● Document segment:
Game-changers: what do they do differently?

Game-changers: what do they do differently?

Every organisation needs game-changers: they identify business opportunities others don’t and come up with innovative ideas others overlook. They think differently and have the power to disrupt and transform the landscape in their world. They permanently live outside of the comfort zone, break the rules and take hoary old clichés like “blue sky thinking” and “pushing the envelope” to whole new levels.

In the fast-paced world of digital transformation, they are even more vital to have in an organisation. Indeed, game-changers not only alter the landscape of a company but entire industries and sectors, too. Consider how, for example, the game-changing founders of Airbnb and Uber turned their respective industries on their head.

Not all leaders have the inherent characteristics to be a game-changer though. And while being one is not a prerequisite of being a great leader, all leaders must be able to spot a game-changer and harness their potential to make a difference.

What is it then that makes someone a game-changer and what do they do differently? Personality-wise, there is no one-size-fits-all. It might be expected they are extroverts and larger-than-life individuals but introverts and deep-thinkers can equally change the game. Typically, though, they are risk-taking, obsessively driven, future-focused and visionary thinkers.

84 per cent of leaders believe that the game can be changed by people who aren’t in a senior management position

Game-changers also excel at joining the dots and connecting the unconnected where others struggle to come up with solutions. Undoubtedly, they are creative, passionate about their ideas but also mavericks who tear up the rulebook. They sense potential where something needs or can change – whether it is a product, service, process or business model – and what the outcome should be, but they won’t necessarily always be able to articulate it.

As a result, they need to have supportive relationships in the business or their teams with individuals who understand where the game-changer is coming from.

The DNA of a Game-Changer report by the GC Index, a Rialto Consultancy partner company, reveals that game changers exist at every level of the organisation and 84 per cent of leaders believe that the game can be changed by people who aren’t in senior management positions.

Many organisations might perceive they want a game-changer but, in reality, the individual’s actions can prove unsettling for the board who then become resistant to the change. It is therefore important that the board and senior colleagues understand the role of the game-changer, that the culture is supportive and there is an understanding of what they have been brought in to achieve.

If everyone was a game-changer, organisations wouldn’t function efficiently. But with the right blend of skills and characteristics to support them, their full potential can be harnessed without any downsides for the organisation or those around them.

At a time when a premium is being placed on innovation and organisations must be able to react quickly to changing markets and customer demands, game-changers at all levels of the organisation must be quickly identified and nurtured.

So ask yourself, do you know who your gamechangers are? How well do you understand them? And are you fully supporting them?

● Exercise data:
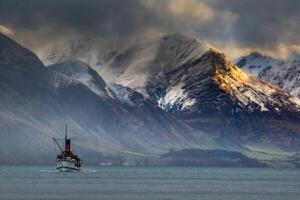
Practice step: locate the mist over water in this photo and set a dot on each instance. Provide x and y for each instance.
(114, 183)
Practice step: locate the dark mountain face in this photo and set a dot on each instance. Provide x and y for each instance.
(199, 85)
(37, 101)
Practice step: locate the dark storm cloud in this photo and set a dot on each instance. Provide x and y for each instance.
(101, 17)
(263, 22)
(257, 24)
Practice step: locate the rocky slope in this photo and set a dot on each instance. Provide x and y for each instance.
(199, 85)
(284, 73)
(36, 102)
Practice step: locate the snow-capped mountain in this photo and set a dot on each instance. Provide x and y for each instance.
(171, 92)
(36, 102)
(255, 62)
(284, 73)
(198, 84)
(80, 71)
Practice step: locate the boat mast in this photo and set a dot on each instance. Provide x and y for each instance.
(67, 141)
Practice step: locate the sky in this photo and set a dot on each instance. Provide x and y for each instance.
(236, 27)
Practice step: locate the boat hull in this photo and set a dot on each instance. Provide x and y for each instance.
(67, 166)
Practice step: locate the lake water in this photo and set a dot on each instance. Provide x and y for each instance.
(167, 183)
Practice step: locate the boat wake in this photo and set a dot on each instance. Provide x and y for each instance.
(57, 171)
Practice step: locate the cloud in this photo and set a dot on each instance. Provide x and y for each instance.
(193, 8)
(267, 25)
(6, 30)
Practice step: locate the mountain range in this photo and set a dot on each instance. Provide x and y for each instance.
(283, 73)
(172, 92)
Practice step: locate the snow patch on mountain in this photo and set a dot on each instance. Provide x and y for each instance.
(255, 62)
(82, 72)
(284, 73)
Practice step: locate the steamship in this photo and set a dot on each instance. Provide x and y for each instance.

● Work required: Decide whether each statement agrees with the article on game-changers, answering yes or no and quoting the words from the article that decide it. (a) Game-changers are expected to be extroverts, and only extroverts can change the game. (b) The DNA of a Game-Changer report was produced by the GC Index. (c) Organizations would function efficiently if everyone were a game-changer.

● Response below:
(a) No: "introverts and deep-thinkers can equally change the game."
(b) Yes: "The DNA of a Game-Changer report by the GC Index"
(c) No: "If everyone was a game-changer, organisations wouldn’t function efficiently."